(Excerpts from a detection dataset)
* BEGIN *

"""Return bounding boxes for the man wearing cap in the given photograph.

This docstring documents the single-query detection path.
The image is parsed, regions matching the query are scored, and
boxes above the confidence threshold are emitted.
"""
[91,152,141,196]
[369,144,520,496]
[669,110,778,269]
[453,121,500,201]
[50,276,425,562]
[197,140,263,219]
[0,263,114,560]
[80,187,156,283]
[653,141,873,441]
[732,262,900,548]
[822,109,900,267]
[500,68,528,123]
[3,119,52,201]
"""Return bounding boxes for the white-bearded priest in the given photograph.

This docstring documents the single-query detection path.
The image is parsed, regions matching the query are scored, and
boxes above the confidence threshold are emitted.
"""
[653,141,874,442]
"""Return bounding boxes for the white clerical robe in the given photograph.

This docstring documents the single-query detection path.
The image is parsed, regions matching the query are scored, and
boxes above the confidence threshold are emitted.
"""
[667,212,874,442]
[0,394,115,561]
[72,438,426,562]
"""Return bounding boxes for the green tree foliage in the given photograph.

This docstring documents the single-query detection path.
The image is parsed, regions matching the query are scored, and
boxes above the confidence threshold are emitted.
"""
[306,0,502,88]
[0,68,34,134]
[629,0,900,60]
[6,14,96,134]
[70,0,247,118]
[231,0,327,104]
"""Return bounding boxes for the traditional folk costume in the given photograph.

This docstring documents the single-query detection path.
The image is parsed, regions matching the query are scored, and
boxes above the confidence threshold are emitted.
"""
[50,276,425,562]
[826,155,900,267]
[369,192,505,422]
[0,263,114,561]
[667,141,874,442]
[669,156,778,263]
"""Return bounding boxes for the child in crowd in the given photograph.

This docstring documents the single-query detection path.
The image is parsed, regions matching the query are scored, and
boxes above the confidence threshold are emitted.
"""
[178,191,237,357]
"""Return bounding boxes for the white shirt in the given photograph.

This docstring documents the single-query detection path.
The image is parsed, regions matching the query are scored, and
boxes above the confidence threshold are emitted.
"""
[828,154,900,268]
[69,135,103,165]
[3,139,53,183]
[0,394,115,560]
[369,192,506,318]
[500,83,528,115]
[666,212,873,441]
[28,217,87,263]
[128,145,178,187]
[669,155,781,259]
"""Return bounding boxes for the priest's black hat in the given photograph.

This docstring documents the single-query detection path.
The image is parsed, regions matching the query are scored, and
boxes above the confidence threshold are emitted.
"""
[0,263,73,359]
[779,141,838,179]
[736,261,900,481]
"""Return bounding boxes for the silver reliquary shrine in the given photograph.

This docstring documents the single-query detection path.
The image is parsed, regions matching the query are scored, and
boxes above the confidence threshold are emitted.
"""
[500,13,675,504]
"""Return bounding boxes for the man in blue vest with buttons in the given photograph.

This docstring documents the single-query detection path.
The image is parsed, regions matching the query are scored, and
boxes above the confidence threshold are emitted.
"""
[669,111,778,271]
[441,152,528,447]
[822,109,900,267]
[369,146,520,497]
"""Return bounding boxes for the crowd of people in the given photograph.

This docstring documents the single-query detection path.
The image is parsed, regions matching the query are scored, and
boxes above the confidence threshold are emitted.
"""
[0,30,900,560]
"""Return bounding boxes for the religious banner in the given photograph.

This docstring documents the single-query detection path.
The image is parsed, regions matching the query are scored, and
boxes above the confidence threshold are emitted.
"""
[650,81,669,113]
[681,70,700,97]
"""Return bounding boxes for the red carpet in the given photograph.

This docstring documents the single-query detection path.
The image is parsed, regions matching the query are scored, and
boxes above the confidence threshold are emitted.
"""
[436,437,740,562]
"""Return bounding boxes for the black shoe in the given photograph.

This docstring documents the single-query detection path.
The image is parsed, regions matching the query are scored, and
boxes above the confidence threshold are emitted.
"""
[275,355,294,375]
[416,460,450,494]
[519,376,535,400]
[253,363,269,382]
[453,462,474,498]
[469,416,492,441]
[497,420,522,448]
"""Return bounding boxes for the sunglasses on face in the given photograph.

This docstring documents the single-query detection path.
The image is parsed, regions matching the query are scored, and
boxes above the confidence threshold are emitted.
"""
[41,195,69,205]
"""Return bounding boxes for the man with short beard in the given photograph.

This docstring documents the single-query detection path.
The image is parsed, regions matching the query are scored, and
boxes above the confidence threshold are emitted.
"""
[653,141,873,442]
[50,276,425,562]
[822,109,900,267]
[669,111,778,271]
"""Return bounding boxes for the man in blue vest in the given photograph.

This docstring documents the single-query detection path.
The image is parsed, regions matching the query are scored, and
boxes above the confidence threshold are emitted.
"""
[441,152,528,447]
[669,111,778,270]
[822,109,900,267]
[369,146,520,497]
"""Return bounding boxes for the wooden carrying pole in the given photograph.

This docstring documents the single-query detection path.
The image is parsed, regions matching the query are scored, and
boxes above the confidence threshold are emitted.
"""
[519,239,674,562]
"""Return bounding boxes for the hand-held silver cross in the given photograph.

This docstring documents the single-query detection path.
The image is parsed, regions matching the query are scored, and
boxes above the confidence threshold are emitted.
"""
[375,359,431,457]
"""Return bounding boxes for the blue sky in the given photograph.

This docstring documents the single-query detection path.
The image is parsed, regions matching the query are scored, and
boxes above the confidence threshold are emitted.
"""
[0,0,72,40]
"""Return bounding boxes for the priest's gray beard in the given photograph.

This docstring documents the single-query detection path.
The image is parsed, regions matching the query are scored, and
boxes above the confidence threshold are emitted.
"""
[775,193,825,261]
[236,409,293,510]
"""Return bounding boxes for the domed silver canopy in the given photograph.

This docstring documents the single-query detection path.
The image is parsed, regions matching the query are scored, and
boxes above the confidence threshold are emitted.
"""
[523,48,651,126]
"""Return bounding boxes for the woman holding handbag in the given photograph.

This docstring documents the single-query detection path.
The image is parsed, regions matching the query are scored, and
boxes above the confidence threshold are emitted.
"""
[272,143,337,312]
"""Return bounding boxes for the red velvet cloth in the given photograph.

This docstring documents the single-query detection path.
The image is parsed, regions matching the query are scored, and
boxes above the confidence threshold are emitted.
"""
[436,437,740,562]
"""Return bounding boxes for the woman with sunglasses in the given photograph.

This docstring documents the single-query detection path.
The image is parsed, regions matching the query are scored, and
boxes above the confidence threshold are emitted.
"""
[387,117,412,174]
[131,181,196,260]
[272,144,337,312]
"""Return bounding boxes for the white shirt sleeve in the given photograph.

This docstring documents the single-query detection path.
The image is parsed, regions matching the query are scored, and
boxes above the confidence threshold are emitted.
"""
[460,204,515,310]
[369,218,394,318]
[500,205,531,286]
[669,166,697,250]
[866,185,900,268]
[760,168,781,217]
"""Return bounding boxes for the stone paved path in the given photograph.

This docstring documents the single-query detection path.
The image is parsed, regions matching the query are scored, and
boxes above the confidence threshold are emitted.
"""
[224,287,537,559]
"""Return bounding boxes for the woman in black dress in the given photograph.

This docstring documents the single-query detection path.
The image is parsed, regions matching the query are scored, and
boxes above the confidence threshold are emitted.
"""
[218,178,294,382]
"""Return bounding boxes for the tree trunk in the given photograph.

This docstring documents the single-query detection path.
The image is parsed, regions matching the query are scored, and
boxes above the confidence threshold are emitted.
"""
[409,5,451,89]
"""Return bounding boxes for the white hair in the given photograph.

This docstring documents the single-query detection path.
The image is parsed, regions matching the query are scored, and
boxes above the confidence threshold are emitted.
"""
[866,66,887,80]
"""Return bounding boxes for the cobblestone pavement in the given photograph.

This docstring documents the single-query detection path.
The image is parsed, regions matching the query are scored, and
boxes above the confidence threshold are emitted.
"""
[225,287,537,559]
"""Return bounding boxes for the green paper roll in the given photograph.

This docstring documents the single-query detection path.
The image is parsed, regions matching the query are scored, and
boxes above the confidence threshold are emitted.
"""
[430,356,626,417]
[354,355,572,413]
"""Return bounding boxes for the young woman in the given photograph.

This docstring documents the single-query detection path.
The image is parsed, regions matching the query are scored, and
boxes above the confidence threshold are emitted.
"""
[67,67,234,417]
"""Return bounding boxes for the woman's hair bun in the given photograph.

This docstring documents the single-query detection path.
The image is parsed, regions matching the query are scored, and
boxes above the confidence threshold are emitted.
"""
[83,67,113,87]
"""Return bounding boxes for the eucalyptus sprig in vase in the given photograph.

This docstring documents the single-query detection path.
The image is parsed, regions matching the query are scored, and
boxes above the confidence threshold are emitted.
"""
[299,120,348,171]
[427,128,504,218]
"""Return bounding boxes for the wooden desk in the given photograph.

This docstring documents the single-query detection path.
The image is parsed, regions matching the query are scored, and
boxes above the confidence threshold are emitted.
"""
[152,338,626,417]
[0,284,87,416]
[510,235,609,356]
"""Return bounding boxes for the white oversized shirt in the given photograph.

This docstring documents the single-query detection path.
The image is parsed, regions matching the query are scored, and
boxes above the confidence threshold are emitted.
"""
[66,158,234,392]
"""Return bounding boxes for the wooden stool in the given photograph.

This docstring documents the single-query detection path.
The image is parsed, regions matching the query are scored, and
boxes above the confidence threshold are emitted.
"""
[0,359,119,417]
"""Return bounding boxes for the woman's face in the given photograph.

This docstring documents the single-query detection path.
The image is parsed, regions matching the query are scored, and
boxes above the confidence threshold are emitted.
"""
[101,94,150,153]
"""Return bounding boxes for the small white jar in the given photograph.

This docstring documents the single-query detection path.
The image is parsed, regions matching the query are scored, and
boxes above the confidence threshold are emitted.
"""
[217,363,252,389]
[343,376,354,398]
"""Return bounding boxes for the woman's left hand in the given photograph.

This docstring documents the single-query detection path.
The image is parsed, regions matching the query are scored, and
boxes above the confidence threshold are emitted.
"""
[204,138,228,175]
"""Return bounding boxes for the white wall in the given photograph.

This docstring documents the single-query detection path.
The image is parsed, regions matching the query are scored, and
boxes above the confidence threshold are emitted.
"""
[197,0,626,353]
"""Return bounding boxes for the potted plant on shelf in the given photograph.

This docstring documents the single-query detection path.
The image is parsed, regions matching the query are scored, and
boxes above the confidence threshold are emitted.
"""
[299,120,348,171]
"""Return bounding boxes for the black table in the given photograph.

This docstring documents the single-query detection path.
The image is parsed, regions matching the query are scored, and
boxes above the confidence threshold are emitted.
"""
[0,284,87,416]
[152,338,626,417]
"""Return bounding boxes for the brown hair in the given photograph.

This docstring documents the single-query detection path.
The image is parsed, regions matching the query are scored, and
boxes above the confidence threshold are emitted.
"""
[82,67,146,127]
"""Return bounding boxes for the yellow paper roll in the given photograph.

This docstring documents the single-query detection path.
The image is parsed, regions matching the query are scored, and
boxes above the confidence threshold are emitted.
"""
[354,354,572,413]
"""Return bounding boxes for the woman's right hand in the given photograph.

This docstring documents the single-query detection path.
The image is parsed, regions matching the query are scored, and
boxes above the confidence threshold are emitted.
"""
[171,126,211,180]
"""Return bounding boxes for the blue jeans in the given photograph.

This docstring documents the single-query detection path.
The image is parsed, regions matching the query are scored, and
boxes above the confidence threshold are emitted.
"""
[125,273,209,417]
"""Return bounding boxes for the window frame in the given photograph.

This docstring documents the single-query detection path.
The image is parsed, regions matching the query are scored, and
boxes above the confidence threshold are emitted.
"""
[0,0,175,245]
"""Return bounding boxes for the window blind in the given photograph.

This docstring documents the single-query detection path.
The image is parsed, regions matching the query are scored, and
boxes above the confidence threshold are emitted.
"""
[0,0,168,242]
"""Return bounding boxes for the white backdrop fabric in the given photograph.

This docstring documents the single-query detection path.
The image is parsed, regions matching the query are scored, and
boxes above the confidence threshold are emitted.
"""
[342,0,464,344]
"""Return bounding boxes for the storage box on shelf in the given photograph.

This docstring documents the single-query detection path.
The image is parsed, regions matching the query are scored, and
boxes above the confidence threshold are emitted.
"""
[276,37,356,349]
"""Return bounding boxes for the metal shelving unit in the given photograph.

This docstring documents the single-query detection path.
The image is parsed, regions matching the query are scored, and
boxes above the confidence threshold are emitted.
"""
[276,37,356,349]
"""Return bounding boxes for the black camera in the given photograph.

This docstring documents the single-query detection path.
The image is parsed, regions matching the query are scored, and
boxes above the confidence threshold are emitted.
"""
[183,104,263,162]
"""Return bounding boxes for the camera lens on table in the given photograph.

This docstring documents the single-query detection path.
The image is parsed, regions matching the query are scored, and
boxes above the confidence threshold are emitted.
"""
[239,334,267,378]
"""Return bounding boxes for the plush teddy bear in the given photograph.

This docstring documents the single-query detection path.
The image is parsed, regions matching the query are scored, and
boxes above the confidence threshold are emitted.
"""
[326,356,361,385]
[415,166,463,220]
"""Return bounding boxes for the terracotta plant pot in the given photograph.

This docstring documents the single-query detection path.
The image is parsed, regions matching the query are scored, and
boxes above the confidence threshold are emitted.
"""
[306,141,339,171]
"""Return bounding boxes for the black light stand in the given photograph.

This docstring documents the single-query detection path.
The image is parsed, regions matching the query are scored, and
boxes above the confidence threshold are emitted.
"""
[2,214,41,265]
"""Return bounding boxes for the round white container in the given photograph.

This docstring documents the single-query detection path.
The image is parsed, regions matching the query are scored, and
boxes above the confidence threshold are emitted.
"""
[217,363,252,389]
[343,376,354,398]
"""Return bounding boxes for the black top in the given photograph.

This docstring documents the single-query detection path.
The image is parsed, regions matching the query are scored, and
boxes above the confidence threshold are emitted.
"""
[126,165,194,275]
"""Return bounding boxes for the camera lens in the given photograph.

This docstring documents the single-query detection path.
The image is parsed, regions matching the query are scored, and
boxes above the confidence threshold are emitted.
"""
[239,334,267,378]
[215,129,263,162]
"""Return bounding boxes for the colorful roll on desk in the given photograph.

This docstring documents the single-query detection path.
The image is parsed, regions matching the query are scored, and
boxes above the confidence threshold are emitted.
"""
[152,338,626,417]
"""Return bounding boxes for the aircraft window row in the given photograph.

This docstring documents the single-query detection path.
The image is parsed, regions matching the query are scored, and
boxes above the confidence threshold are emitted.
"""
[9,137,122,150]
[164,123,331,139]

* END *

▶ **TASK DETAILS**
Turn the part of the records that opens with the line containing "trunk in the given photograph." and closes with the line containing "[225,287,537,559]" into a two-column CSV with the columns request and answer, one row per request. Put each field in quotation marks and replace its line breaks with spaces.

▶ **CORRECT ANSWER**
request,answer
"""""""Return bounding boxes for the tree trunk in the given photograph. This docstring documents the single-query detection path. The image is parsed, regions matching the query are scored, and boxes above the confidence threshold are emitted. """"""","[409,5,451,89]"
"""""""Return bounding boxes for the white hair in the given photograph. This docstring documents the single-query detection path. The image is parsed, regions matching the query are scored, and boxes above the confidence threshold are emitted. """"""","[866,66,887,80]"
"""""""Return bounding boxes for the cobblestone pavement in the given photograph. This docstring documents the single-query detection path. The image is parsed, regions matching the query are scored, and boxes above the confidence threshold are emitted. """"""","[225,287,537,559]"